__Required work__. Starting with the line that contains "Exercise. Mark the window with", write out each line through the end of the listing, unchanged. Output nothing else.

--- START Dataset records ---

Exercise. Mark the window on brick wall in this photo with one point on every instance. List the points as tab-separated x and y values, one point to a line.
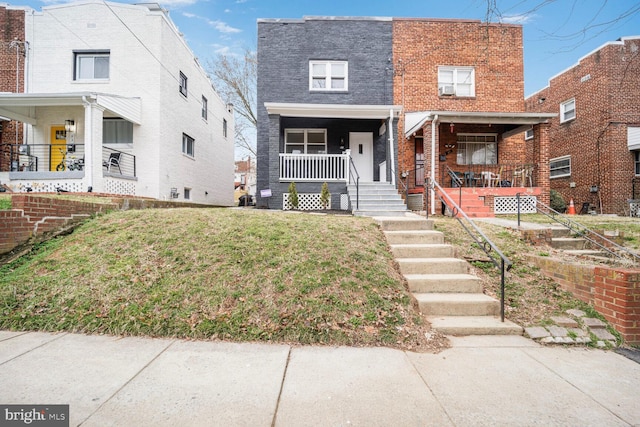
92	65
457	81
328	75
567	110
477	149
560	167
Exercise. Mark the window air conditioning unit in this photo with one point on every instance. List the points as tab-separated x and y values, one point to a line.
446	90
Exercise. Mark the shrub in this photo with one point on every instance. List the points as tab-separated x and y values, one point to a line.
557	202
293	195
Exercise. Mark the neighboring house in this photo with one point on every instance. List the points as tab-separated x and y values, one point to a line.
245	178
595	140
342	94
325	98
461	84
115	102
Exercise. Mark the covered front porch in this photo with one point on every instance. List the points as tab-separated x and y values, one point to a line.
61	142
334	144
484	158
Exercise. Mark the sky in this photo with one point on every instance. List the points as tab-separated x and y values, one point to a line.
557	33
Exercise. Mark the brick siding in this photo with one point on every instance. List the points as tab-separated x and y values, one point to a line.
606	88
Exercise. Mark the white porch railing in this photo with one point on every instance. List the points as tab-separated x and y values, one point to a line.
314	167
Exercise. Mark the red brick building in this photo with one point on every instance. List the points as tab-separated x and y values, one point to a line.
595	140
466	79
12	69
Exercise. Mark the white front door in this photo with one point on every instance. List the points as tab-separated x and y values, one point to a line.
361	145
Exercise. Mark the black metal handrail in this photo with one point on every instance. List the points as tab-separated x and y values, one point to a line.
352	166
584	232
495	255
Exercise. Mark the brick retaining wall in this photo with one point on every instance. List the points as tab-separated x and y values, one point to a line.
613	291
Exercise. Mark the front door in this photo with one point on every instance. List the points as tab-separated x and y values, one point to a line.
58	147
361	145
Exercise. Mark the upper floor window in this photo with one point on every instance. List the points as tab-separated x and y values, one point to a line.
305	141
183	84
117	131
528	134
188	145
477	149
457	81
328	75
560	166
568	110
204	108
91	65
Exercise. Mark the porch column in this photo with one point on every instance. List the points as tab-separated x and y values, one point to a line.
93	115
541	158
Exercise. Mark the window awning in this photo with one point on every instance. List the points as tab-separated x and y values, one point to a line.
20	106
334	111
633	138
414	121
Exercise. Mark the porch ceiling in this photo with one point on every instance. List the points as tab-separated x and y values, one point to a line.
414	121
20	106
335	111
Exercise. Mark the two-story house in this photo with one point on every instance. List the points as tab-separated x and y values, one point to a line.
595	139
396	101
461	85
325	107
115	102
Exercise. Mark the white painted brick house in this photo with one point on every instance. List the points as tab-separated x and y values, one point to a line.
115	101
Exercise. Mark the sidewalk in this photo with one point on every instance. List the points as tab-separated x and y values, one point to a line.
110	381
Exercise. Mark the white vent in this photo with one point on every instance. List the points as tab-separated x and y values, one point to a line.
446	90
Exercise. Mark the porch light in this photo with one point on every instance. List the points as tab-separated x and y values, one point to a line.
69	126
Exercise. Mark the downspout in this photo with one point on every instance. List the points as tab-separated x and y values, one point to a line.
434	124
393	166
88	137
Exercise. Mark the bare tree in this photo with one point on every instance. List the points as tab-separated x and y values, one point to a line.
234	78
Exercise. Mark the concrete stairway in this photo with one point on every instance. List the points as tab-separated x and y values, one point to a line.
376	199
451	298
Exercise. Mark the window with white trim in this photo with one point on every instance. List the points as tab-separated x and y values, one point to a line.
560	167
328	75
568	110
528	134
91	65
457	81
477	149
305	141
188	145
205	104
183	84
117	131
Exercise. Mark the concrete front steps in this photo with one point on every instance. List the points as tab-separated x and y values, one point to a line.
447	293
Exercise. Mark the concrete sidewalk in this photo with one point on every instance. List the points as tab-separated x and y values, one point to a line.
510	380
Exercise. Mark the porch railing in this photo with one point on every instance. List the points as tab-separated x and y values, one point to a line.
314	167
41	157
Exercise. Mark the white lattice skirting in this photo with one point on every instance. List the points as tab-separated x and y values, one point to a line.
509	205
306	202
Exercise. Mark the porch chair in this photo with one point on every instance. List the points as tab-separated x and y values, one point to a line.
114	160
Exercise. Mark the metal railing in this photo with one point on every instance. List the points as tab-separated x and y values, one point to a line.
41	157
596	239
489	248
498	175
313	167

--- END Dataset records ---

__Problem solution__.
Exercise. Mark the window with white trim in this photo with one point on every instance. List the points as tab-separated x and y values, one point to a line.
560	167
328	75
568	110
528	134
91	65
457	81
477	149
305	141
188	145
205	104
183	84
117	131
Exercise. Mark the concrete front steps in this photo with one point on every instance. List the points as tab-separated x and y values, one point to a line.
447	293
Exercise. Mark the concrete sidewalk in this photo with one point on every instance. List the points as tab-separated x and y values, one point to a line.
510	380
Exercise. Mark the porch railing in this photo with one point on every instance. List the points as tab-separated x and y values, one point to a line.
314	167
41	157
Exercise. Mark the white lattice skirting in this photo with one point on every instance. List the points as tab-separated x and y values, one point to a line.
509	205
306	202
Exercise. Mark the porch chair in this photo with one point on every instance. List the points as tab-separated x and y values, one point to a line.
114	160
Exercise. Mark the metal railing in this photo with one point on every instance. List the points as tab-separated x and y values, one point to a line.
41	157
596	239
489	248
498	175
313	167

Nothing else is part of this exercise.